# Lines of data

————————

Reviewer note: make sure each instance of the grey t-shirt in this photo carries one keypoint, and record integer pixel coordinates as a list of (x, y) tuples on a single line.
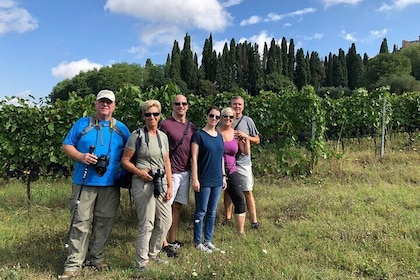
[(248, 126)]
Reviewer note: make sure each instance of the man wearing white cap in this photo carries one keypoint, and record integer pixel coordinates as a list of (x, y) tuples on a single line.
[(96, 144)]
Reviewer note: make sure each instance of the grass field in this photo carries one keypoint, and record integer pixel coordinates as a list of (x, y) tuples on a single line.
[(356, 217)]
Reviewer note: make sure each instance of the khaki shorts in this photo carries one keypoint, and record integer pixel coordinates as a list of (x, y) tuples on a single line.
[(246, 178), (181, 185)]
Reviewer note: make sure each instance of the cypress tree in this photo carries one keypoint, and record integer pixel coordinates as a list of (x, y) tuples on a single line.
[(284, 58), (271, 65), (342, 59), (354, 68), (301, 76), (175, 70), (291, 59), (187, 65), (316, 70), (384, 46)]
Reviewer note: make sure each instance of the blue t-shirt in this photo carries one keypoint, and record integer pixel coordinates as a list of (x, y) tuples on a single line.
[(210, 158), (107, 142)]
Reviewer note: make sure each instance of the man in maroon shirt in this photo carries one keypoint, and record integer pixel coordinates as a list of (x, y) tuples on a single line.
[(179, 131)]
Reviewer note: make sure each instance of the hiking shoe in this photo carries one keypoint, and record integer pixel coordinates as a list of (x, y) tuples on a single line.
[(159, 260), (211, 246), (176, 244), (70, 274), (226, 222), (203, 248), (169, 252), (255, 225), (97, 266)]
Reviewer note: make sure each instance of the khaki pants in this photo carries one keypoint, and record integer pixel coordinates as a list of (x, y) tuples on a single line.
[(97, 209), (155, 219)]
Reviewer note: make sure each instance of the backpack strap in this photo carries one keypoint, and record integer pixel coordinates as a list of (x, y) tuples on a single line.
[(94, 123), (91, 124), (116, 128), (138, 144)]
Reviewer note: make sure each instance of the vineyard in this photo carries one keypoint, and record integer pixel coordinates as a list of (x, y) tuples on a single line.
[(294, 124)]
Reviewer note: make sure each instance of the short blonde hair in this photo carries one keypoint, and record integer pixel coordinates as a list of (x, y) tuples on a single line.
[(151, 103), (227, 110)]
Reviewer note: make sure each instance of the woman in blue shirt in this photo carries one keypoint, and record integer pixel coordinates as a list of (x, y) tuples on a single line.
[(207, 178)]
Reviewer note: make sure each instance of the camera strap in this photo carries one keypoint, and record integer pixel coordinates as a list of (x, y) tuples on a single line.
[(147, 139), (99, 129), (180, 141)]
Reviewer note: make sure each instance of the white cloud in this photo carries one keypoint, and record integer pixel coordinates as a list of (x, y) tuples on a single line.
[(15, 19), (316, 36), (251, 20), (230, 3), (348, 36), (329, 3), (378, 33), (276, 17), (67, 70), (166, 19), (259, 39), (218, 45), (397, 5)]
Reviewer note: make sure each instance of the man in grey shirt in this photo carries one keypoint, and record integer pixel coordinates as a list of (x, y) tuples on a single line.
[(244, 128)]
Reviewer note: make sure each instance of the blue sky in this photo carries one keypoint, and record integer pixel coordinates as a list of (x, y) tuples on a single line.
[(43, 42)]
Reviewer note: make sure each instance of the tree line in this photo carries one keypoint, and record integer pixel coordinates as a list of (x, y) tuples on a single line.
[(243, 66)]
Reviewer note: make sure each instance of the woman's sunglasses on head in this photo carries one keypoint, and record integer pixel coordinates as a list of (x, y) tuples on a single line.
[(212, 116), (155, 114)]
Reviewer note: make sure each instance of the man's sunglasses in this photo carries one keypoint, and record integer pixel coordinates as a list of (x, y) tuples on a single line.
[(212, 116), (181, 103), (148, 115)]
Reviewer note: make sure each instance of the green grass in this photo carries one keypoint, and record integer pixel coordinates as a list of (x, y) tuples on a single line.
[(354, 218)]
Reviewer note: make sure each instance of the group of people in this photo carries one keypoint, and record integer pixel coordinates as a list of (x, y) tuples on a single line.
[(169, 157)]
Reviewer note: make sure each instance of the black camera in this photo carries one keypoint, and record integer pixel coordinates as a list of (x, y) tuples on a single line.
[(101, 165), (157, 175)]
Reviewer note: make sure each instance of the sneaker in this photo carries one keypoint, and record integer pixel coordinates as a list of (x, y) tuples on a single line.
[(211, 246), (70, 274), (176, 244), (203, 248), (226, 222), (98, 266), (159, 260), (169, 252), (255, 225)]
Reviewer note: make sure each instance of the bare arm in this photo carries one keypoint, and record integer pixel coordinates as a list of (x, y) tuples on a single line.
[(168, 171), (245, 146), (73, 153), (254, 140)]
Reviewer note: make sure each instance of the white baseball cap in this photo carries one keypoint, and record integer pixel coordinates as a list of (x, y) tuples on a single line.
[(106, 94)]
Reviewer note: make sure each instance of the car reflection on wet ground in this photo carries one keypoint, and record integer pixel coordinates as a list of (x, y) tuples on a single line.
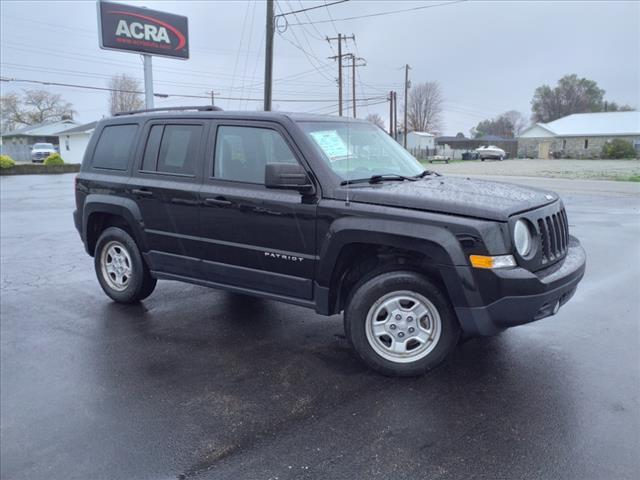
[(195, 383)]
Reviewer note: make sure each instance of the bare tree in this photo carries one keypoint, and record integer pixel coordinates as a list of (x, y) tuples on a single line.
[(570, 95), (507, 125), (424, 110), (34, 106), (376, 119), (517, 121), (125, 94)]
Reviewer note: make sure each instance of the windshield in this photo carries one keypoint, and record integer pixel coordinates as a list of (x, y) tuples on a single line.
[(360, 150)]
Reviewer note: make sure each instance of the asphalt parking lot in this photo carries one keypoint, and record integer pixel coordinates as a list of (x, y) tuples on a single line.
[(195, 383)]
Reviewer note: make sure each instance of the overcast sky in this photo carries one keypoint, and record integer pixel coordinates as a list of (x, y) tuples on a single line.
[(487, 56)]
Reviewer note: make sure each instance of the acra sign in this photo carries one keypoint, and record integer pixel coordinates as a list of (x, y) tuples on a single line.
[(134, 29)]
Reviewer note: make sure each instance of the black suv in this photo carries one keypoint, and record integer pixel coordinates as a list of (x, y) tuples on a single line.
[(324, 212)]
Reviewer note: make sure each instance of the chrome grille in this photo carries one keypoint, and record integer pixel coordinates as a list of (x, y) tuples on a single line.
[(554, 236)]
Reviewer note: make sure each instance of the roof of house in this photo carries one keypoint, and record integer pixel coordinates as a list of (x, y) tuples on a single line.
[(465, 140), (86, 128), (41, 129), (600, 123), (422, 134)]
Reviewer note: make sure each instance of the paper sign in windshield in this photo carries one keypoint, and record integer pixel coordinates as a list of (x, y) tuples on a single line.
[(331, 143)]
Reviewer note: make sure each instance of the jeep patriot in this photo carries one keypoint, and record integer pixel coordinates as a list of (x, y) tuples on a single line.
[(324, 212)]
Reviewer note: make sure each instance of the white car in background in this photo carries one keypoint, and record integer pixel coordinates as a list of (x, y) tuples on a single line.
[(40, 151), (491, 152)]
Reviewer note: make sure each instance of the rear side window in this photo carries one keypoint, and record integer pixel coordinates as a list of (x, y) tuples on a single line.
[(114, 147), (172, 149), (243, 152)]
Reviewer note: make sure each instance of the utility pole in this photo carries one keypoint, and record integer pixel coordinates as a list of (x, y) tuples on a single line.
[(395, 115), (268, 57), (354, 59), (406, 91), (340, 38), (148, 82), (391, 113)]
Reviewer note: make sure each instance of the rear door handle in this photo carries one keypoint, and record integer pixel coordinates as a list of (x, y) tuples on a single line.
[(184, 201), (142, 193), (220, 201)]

————————

# JOB
The material above holds pictures; copy everything else in it exactly.

# RESPONSE
Reviewer note: make sure each instance of the grey t-shirt in this photo carries one keypoint, and record integer pixel coordinates as a list of (x, y) tuples on a single line.
[(248, 126)]
Reviewer note: make sure each instance of the man wearing white cap in this photo carries one keypoint, and record integer pixel coordinates as a list of (x, y) tuples on a single line.
[(96, 144)]
Reviewer note: make sure each instance of the grass field in this photo carries one keypoint, and record integer pixel coordinates as a list of (x, y) tuples on a single line.
[(356, 217)]
Reviewer note: make sure each instance of the khaki shorts in this photo carries one keypoint, and record integer pixel coordinates as a list of (x, y) tuples on a single line.
[(246, 178), (181, 185)]
Reviewer note: make sure each instance of the cypress tree in this photo carries one keypoint, and record integer pixel coordinates as a list of (x, y) tuples on a single line.
[(284, 58), (271, 65), (342, 59), (354, 68), (301, 76), (175, 70), (291, 59), (187, 65), (316, 70), (384, 46)]
Reviewer note: make sure each instance of the blue t-shirt in this photo carries one keypoint, and record integer pixel coordinates as a list of (x, y) tuples on a single line.
[(210, 158), (107, 142)]
Reviewer note: make sure each instance of the man in maroon shirt in this photo carries one keypoint, and record integer pixel coordinates as a list of (x, y) tuples on a single line.
[(179, 131)]
Reviewer note: make sure each instance of the hiking shoe in this photo carries one keypoint, and record integer pixel coordinates as a list of (x, y) tuples on a single line.
[(159, 260), (211, 246), (176, 244), (70, 274), (226, 222), (203, 248), (169, 252), (255, 225), (97, 266)]
Reviewer note: make sure each instance of the khaki pants in this photo carries one keypoint, and record integer pixel coordinates as a list of (x, y) tuples on a single line.
[(97, 209), (155, 219)]
Reviewer note: make sure each instance of the backpack strap in this photo carries one keypoint, and record integer pixel coordinates as a list of (x, y) tuples on a single line.
[(94, 123), (91, 124), (116, 128), (138, 144)]
Reviewer note: make sure each instance of the vineyard in this photo carries one keypoint, and record integer pixel coordinates as a list of (x, y) tuples on a single line.
[(294, 124)]
Reviewer note: make sure each instance of the short blonde hair in this photo carries one keypoint, and record integer pixel coordinates as a list of (x, y) tuples on a single line.
[(151, 103), (227, 110)]
Reviewer note: make sure each instance of the woman in blue shirt in this photo carries one keypoint, and record integer pixel coordinates as a list of (x, y) tuples on a single line.
[(207, 178)]
Reviewer note: make sure each instance of the camera strap in this photo carries one keypoint, and record integer pixel coordinates as a list of (x, y) tuples on a single line.
[(147, 139), (99, 129), (180, 141)]
Reviewer note: make sure each instance of the white cloud in this photo carries one keypoint, and record integer pixel coordinates as a list of (x, y) tuples on a single line.
[(15, 19), (316, 36), (251, 20), (230, 3), (348, 36), (329, 3), (378, 33), (276, 17), (67, 70), (166, 19), (259, 39), (218, 45), (397, 5)]
Reviewer note: make sure each instance of the man in grey shirt in this photo carries one keypoint, and record integer pixel coordinates as a list of (x, y) tuples on a single line.
[(244, 128)]
Reviewer note: make sure each instance of the blue sky in this photo carries one keypoint, and record integer pixel coordinates as a list of (x, y) tuples on a single line.
[(43, 42)]
Reviewer note: make sure each instance of the tree line in this photo carries one keypoint, and record integer pixel coordinates as a list of (x, y) tuples on a single line.
[(243, 66)]
Reviewer note: make sure each instance of the woman's sunglasses on head in this photo carries one keypoint, and record integer pixel coordinates as a list of (x, y) tuples on a single line.
[(212, 116), (155, 114)]
Reviewer note: make sure each instance of the man's sunglasses in this photo carries one keypoint, and record integer pixel coordinates as a list of (x, y) tuples on a single line.
[(212, 116), (181, 103), (148, 115)]
Reviewer note: make sure each instance of the green grass in this photo carries one keypoint, and record integer pixel coordinates as a list of (x, y) tuples on a single line.
[(354, 218)]
Reviewer note: make sure each instance of the group of people in this photo carries one keypoint, and record integer pixel coordinates as a list of (x, y) tuples on a single line.
[(169, 157)]
Reviewer note: make sure each instance of the black camera in this photo carries one keypoint, and record integer pixel coordinates as a list of (x, y) tuples on a single line.
[(101, 165), (157, 175)]
Reviewer note: make sure each instance of the sneaker in this photo carries one keypoint, and record integer pixel coordinates as a list of (x, y) tuples on a single line.
[(211, 246), (70, 274), (176, 244), (203, 248), (226, 222), (98, 266), (159, 260), (169, 252), (255, 225)]
Reviewer note: make sure each instance of the bare arm in this photo carries one keypoint, and record integer pixel coordinates as a list of (x, y) tuples on a single line.
[(168, 171), (245, 146), (73, 153), (254, 140)]
Reviewer note: make sure each instance of the white baseball cap in this photo carries one keypoint, and record integer pixel coordinates as a list of (x, y) tuples on a single line.
[(106, 94)]
Reviewer note: make sure each instance of the car reflection on wet ground in this photo carries one keypoint, and record integer pixel coordinates as a list of (x, y) tuples on a single line.
[(195, 383)]
Reviewer note: make sure each instance of the bare tree in this photo carries one keypoint, and record integer pixel coordinates as a list of (x, y) tuples on a single line.
[(570, 95), (507, 125), (424, 110), (34, 106), (376, 119), (517, 121), (125, 94)]
Reviewer note: make sure each instance of the windshield in this photo carries one keypoint, and record integer pixel coordinates as a list of (x, y) tuples on a single line.
[(360, 150)]
Reviewer note: make sure each instance of the asphalt parking lot in this photo carries one keypoint, and record integer pixel coordinates as a list of (x, y) tuples on a single line.
[(195, 383)]
Reviewer note: make sure each instance of the overcast sky in this photo carries one keypoint, and record integer pixel coordinates as a list of (x, y) tuples on a single line.
[(487, 56)]
Reviewer note: make sure each instance of the acra sign in this photo carries one keypoint, and record integer pixel coordinates as a list of (x, y) tuples on a single line.
[(134, 29)]
Reviewer note: make sure each instance of the black suv in this photo carries one keypoint, and record integer pixel coordinates as a list of (x, y) tuples on a single line.
[(324, 212)]
Reviewer note: make sure each instance of the chrome grille in this photo carries one keypoint, and record integer pixel coordinates as a list of (x, y) tuples on a single line.
[(554, 236)]
Reviewer note: make sure each instance of the roof of house in this photo carries one keypoint, and record integer pixel coordinates as a list of (x, y) tuples on a single line.
[(465, 140), (86, 128), (41, 129), (600, 123), (422, 134)]
Reviewer note: make sure each instance of the paper sign in windshield in this photo carries one keypoint, and record integer pixel coordinates as a list of (x, y) tuples on a single line.
[(331, 143)]
Reviewer note: make sure each instance of the jeep patriot in this photo carries one keypoint, and record integer pixel coordinates as a list of (x, y) tuples on a single line.
[(324, 212)]
Reviewer note: make sure each instance of the white car in background in this photo carries one keypoint, and record integer pixel coordinates as a list of (x, y) tuples on a single line.
[(40, 151), (491, 152)]
Reviewer note: make sure each instance of the rear side window in this photo carries one keypoint, and record integer pixel coordinates as a list of (x, y) tuples on a single line.
[(114, 147), (172, 149), (243, 152)]
Reviewer note: make sure each instance of the utility pole in this photo carries one keypoint, and record integer pixel coordinates as a list of (x, y) tuples on a single line.
[(395, 115), (268, 57), (354, 59), (406, 91), (340, 38), (148, 82), (391, 113)]
Reviewer note: make sure each instance of the rear door handle in this photo carries one keypoint, and record integer pixel coordinates as a list of (x, y) tuples on a single line.
[(184, 201), (142, 193), (220, 201)]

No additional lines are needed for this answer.